What you will do ▸ Find every line in the material below that contains the word "bracket" and copy each of those lines out in full.

=== Material ===

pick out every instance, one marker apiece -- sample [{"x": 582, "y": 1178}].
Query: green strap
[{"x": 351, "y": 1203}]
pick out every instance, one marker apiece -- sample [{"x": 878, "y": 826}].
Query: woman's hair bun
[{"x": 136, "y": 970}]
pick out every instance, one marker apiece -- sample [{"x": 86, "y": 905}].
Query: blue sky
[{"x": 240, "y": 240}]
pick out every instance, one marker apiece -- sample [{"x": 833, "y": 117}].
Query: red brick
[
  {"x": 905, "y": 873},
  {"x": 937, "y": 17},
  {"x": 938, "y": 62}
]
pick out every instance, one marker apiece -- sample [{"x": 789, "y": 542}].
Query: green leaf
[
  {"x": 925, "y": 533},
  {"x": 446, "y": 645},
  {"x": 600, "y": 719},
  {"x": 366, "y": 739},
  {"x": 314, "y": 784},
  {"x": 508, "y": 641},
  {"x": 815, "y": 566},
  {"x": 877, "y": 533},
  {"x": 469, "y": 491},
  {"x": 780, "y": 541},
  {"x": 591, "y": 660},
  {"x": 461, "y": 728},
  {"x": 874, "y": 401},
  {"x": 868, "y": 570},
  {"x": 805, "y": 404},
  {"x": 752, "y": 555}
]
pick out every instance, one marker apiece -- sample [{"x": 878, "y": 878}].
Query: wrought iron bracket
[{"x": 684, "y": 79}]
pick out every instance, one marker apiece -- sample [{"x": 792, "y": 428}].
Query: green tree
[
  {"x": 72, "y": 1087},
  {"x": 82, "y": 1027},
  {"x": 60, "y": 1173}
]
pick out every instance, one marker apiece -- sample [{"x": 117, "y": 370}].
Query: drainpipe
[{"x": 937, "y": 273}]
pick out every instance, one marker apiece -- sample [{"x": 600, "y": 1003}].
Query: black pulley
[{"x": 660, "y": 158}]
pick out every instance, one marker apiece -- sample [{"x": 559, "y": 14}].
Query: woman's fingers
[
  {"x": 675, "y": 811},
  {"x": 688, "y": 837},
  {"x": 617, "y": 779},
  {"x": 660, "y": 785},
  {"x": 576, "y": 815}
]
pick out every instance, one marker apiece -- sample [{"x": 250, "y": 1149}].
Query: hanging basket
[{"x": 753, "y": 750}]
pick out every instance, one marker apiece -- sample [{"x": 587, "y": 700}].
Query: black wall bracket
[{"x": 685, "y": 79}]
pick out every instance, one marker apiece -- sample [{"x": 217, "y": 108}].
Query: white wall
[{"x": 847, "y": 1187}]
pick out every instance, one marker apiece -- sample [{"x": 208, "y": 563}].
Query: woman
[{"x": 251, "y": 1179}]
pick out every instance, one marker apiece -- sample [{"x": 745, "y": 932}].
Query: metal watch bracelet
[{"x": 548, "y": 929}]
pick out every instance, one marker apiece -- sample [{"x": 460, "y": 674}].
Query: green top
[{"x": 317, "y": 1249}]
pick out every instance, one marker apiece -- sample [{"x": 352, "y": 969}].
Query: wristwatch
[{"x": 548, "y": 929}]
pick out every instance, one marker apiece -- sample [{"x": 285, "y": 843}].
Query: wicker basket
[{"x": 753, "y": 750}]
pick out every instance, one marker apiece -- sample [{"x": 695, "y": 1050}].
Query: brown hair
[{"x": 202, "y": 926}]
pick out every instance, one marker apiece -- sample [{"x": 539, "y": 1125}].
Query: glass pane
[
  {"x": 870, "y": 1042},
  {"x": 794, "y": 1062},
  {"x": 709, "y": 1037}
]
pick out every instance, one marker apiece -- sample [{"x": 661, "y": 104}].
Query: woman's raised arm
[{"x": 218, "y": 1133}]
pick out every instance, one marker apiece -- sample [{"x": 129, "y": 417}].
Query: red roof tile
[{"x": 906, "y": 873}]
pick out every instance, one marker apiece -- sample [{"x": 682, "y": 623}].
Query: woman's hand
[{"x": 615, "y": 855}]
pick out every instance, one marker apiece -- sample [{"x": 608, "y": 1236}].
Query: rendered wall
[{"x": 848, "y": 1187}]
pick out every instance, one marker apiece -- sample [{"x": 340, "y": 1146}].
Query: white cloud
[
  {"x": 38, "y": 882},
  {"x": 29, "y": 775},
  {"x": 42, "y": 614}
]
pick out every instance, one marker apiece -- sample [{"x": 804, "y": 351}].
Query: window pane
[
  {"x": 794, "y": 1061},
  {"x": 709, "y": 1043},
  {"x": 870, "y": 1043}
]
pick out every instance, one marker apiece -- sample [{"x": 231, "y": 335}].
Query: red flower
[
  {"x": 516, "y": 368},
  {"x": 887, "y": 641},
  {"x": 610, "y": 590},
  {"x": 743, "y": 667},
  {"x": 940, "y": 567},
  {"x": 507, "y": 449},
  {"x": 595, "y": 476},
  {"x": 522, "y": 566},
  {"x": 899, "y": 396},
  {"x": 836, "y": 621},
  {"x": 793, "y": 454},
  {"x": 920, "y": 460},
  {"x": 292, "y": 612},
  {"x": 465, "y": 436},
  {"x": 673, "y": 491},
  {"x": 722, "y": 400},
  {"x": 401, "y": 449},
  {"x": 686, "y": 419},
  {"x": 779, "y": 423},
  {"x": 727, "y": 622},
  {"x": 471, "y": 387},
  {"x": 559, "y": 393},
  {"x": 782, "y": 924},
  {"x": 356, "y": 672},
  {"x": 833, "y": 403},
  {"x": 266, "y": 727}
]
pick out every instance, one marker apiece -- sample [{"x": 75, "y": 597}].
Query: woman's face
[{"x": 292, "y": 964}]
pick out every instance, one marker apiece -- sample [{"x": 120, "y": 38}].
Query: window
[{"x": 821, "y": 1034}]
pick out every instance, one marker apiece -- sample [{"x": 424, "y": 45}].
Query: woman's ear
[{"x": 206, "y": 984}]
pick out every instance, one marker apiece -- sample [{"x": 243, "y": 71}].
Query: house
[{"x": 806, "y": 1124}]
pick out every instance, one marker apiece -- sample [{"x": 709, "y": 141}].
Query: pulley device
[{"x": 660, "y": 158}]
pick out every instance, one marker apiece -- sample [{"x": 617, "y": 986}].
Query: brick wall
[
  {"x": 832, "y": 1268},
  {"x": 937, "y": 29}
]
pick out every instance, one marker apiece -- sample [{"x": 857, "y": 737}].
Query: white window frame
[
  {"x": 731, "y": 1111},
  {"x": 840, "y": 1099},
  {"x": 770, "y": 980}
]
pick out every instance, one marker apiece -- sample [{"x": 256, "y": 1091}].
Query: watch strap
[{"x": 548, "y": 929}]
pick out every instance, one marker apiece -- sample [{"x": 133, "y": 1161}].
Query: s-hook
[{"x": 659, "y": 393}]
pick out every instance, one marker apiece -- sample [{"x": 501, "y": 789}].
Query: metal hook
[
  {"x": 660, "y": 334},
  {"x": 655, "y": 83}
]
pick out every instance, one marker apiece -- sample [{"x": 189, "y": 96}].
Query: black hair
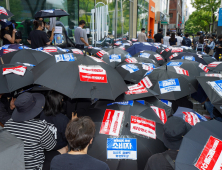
[{"x": 53, "y": 103}]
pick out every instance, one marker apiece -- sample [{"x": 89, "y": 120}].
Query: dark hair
[
  {"x": 53, "y": 103},
  {"x": 37, "y": 23},
  {"x": 82, "y": 22},
  {"x": 79, "y": 132},
  {"x": 172, "y": 37},
  {"x": 201, "y": 39},
  {"x": 143, "y": 29}
]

===

Exercise result ▸
Query: wrought iron bracket
Query: black wall bracket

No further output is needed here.